* _What the task asks_:
Gather each line containing the string "black" from these entries.

* _Task data_:

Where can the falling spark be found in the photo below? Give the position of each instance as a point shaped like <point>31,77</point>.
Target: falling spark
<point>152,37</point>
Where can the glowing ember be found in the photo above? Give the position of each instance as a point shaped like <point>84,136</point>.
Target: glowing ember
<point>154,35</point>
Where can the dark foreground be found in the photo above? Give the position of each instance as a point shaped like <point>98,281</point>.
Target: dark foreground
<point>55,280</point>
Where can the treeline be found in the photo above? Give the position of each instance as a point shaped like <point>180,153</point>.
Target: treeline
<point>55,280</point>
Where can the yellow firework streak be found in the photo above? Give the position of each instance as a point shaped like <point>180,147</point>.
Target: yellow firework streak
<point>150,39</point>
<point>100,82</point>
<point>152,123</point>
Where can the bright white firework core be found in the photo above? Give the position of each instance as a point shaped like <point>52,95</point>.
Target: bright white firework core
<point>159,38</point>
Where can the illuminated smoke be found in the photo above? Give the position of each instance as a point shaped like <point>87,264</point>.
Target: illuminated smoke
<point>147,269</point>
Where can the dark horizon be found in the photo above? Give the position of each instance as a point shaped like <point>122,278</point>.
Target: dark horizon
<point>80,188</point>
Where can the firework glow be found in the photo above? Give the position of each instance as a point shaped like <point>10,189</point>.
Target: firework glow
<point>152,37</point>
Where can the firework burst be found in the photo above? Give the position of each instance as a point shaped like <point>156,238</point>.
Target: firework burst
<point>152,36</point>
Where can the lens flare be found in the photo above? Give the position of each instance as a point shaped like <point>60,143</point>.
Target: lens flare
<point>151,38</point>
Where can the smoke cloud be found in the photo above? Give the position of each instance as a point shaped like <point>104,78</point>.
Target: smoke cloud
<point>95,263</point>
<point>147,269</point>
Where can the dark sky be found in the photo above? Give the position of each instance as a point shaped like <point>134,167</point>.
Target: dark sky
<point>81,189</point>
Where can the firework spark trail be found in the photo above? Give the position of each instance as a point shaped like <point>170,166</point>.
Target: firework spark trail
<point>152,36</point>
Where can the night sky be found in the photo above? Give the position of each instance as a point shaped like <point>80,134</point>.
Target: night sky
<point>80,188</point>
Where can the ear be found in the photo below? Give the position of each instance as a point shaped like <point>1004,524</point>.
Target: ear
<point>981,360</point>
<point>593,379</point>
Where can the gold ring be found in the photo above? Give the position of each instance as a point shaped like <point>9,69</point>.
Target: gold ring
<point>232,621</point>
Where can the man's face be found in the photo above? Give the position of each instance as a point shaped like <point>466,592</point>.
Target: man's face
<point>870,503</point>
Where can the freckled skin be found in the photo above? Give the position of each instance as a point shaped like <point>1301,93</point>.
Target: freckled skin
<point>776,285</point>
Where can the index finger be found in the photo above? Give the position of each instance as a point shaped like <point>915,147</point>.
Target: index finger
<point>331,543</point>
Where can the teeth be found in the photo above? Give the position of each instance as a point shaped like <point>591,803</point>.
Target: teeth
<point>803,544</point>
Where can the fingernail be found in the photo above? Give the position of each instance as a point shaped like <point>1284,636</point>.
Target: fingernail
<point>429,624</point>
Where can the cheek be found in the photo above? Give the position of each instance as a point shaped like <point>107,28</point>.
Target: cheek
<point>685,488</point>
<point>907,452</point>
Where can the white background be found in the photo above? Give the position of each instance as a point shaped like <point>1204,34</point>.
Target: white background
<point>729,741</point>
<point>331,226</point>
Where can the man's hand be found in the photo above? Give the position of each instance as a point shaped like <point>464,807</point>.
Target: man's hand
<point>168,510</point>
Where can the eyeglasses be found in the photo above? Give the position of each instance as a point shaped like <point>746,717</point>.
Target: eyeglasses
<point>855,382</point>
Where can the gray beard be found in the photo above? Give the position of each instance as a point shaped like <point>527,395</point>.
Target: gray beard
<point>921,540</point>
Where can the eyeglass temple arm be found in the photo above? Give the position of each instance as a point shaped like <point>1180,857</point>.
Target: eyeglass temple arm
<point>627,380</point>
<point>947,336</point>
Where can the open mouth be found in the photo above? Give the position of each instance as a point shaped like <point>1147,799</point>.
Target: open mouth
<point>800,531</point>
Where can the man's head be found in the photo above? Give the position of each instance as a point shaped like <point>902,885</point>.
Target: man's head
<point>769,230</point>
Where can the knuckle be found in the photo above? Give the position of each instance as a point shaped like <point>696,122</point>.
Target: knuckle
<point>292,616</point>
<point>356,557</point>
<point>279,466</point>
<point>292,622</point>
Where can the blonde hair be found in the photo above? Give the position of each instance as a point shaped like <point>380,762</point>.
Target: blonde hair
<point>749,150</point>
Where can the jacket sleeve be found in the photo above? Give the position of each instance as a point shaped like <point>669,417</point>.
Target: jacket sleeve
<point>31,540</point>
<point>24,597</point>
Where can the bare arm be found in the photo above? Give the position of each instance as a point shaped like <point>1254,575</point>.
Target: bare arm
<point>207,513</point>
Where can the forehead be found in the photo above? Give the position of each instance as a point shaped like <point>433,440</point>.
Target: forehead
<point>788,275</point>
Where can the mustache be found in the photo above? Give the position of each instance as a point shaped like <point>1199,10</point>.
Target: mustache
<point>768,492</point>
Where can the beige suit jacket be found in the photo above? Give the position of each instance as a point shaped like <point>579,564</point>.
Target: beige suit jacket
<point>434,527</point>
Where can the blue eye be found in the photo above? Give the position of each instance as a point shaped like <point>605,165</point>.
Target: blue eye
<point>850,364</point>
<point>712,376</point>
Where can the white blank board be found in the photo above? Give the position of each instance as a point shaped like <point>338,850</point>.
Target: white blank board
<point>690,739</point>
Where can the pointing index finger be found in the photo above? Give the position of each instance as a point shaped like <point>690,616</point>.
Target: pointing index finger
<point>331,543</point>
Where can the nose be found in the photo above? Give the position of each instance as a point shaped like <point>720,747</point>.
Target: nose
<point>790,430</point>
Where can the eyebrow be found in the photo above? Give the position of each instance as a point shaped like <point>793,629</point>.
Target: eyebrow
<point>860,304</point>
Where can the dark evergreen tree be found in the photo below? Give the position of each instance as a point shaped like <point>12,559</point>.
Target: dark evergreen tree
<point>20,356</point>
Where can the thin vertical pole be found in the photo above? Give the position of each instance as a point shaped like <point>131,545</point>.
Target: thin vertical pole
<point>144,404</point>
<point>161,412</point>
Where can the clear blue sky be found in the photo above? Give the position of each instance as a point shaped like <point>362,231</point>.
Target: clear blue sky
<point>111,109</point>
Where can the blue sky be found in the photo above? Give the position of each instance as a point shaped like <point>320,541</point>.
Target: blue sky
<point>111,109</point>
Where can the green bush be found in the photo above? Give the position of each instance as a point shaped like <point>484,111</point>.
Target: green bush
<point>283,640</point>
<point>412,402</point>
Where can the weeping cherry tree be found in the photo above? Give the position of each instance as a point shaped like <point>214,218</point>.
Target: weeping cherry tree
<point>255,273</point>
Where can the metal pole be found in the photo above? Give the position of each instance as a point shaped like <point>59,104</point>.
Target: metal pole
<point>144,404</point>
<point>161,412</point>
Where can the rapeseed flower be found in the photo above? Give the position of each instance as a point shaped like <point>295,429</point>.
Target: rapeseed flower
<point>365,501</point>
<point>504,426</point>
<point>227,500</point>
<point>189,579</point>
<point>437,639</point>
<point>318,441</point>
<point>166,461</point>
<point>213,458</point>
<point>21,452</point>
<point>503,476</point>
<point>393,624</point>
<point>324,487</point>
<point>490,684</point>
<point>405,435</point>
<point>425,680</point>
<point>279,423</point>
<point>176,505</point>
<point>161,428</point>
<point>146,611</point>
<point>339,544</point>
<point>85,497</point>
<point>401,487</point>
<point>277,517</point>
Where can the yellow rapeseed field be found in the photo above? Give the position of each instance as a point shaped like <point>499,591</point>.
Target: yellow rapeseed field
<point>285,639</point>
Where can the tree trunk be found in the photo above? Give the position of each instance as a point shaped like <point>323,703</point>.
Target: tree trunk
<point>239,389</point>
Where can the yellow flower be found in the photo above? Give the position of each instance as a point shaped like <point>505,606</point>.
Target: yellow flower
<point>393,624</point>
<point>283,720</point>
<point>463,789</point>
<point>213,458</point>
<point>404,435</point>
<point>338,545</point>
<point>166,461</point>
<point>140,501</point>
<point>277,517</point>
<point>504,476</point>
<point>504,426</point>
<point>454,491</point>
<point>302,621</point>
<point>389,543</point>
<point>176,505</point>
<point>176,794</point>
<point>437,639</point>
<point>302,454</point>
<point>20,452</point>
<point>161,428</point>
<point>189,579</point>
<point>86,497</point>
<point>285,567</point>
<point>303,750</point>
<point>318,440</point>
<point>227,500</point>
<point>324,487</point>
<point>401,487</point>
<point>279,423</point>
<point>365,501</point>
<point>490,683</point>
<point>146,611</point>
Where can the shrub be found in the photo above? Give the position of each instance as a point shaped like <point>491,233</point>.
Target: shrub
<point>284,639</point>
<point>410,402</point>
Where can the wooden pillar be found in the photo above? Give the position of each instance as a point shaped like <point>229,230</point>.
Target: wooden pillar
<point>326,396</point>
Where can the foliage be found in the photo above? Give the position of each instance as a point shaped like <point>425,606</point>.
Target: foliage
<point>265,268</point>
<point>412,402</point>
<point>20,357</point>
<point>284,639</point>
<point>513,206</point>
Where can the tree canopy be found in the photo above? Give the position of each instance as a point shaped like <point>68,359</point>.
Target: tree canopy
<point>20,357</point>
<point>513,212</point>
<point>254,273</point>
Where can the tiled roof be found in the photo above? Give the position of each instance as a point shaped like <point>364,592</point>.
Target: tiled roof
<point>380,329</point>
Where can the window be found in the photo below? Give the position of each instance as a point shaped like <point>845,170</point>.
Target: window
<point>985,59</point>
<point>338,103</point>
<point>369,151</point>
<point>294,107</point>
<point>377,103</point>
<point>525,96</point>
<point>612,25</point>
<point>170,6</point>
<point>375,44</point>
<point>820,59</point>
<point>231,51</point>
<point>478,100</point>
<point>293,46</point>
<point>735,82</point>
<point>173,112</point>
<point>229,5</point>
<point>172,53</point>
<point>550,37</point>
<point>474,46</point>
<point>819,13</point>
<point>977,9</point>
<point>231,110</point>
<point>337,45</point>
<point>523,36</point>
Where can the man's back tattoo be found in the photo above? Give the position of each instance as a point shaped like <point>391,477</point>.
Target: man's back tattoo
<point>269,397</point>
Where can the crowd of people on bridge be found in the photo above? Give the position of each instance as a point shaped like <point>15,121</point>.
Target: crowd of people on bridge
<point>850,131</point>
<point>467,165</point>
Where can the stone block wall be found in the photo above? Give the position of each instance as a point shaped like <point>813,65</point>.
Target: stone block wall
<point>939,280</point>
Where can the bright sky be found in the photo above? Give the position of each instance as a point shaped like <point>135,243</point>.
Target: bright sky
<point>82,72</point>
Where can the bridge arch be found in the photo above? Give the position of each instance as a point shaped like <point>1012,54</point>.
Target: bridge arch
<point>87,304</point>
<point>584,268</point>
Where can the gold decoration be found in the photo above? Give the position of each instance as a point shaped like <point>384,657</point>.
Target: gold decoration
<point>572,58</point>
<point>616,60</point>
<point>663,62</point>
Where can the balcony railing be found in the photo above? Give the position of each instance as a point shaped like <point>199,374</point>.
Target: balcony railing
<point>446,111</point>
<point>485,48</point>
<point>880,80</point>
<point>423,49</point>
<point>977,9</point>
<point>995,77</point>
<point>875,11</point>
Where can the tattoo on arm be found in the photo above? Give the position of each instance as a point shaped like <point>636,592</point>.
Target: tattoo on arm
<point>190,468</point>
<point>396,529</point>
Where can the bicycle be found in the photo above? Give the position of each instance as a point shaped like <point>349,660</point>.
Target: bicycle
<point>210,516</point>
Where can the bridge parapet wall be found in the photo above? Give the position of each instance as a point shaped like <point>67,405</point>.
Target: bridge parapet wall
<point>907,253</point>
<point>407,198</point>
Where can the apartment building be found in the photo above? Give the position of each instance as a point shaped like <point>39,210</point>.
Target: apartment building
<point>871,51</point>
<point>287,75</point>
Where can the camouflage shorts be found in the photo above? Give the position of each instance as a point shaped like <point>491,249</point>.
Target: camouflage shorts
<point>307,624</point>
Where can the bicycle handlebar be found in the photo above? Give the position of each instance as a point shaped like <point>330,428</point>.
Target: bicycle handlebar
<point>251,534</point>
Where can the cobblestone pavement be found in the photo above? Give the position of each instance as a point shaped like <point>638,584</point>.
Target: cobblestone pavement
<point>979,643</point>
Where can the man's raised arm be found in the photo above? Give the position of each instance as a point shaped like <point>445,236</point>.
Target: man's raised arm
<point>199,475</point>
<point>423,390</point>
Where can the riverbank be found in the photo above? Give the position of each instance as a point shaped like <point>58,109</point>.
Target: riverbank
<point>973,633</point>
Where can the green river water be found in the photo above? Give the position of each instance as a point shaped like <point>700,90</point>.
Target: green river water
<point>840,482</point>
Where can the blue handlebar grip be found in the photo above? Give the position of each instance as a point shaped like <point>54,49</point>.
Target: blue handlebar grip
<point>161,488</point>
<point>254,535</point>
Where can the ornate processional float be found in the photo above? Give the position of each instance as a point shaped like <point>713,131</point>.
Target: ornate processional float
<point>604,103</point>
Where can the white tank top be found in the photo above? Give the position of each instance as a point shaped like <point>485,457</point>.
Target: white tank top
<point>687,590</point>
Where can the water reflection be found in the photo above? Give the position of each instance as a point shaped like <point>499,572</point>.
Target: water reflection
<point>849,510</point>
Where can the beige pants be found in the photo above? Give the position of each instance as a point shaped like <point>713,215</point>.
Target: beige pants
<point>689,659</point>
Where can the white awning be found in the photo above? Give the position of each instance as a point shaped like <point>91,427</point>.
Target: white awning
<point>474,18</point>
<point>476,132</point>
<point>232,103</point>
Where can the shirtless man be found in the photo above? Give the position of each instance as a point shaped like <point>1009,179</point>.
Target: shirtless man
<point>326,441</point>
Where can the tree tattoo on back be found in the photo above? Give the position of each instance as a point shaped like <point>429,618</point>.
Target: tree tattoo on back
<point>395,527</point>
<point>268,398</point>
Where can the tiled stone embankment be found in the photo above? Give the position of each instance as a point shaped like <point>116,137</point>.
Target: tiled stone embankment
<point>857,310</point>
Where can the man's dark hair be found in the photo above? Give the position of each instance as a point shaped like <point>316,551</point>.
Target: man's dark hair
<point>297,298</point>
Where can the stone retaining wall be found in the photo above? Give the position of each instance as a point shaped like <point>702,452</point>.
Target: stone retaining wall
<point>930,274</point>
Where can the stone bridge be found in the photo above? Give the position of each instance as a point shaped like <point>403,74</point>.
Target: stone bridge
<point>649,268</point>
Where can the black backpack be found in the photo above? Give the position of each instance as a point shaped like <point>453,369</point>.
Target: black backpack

* _Exercise result_:
Where can the black backpack be found in the photo above? Give the position of each instance as a point shaped like <point>453,369</point>.
Target: black backpack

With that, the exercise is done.